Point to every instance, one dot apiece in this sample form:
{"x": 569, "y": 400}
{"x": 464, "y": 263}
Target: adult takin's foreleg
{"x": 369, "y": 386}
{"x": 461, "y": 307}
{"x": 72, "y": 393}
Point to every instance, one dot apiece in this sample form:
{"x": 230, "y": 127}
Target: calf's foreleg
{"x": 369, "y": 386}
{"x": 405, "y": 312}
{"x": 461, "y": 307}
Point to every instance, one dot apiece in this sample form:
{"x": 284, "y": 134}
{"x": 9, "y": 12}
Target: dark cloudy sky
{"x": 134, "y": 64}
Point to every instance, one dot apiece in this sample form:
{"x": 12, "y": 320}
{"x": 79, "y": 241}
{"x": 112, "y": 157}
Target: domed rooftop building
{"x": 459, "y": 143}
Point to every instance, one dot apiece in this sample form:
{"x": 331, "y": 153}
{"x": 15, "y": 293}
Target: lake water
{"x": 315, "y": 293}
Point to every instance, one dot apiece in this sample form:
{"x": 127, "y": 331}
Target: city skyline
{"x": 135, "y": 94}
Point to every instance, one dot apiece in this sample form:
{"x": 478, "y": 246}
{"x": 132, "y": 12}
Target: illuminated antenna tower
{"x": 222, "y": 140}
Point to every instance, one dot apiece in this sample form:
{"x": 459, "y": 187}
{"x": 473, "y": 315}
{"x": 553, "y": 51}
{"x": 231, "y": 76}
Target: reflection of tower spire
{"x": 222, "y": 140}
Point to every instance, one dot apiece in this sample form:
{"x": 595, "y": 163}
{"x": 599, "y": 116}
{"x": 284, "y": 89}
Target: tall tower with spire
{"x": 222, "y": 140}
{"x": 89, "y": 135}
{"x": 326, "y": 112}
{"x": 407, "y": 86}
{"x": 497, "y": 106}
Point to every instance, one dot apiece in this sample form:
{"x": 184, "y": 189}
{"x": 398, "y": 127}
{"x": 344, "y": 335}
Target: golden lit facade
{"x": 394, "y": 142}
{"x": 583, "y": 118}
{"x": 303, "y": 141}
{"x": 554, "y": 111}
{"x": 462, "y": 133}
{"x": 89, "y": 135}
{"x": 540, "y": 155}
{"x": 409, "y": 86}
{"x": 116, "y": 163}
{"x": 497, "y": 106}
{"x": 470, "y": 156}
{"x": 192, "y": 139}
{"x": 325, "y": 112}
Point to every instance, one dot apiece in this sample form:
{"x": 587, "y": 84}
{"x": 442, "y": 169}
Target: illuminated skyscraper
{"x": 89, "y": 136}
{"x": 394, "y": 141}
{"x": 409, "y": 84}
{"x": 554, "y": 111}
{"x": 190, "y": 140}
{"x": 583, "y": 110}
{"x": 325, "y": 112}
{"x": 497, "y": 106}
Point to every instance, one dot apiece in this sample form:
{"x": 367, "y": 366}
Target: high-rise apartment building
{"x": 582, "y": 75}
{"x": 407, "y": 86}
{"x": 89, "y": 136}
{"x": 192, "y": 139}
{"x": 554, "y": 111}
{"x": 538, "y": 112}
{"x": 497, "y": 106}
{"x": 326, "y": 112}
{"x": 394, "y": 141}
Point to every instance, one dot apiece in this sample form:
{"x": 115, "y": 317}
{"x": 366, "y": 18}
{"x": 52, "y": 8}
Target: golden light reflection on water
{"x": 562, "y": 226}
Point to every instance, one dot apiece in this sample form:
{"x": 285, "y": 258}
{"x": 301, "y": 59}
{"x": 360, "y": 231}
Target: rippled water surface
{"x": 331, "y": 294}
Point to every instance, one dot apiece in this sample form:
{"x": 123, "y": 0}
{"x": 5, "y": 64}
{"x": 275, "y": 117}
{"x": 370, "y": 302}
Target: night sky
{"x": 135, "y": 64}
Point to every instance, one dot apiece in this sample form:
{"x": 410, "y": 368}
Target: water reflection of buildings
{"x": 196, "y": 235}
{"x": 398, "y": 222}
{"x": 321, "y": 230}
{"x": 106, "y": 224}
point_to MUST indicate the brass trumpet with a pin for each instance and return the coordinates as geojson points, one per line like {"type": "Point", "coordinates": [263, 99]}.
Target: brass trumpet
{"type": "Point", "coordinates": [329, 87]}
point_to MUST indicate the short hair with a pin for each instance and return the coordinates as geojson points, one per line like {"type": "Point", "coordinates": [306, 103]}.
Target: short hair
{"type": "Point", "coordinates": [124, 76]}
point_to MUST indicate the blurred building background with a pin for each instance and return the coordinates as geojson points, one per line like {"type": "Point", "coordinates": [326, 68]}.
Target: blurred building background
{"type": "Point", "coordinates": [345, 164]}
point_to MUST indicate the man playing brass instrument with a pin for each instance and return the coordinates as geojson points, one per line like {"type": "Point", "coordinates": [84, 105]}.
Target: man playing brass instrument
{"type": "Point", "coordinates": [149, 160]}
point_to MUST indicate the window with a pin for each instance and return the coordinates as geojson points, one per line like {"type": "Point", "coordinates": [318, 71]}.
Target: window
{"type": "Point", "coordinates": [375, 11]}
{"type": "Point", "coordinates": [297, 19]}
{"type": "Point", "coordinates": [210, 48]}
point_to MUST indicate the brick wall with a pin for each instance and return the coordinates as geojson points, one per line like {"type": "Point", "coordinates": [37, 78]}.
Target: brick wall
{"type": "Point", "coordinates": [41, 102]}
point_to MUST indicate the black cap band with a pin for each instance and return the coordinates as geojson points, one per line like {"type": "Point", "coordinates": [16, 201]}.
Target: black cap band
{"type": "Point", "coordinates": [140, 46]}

#####

Task description: Whenever the word "return" appears in a line of the listing, report that line.

Task output:
point_to MUST indicate the brass trumpet with a pin for each instance and return the coordinates as geojson points, one per line like {"type": "Point", "coordinates": [263, 99]}.
point_to MUST indicate the short hair with a pin for each instance and return the coordinates as geojson points, one per line like {"type": "Point", "coordinates": [306, 103]}.
point_to MUST indicate the blurred building background with a pin for each instance and return the coordinates as geojson points, one per line like {"type": "Point", "coordinates": [326, 68]}.
point_to MUST indicate the man playing brass instrument with a pin for each instance and return the coordinates as geojson points, one per line like {"type": "Point", "coordinates": [84, 105]}.
point_to MUST indicate the window with a pin for each instance and return the coordinates as geojson points, one per line like {"type": "Point", "coordinates": [318, 71]}.
point_to MUST indicate the brick wall with a pin for each instance and return the coordinates as geojson points, one per line like {"type": "Point", "coordinates": [37, 78]}.
point_to MUST indicate the black cap band with a pin for each instance and return the coordinates as geojson points, one per line like {"type": "Point", "coordinates": [16, 201]}.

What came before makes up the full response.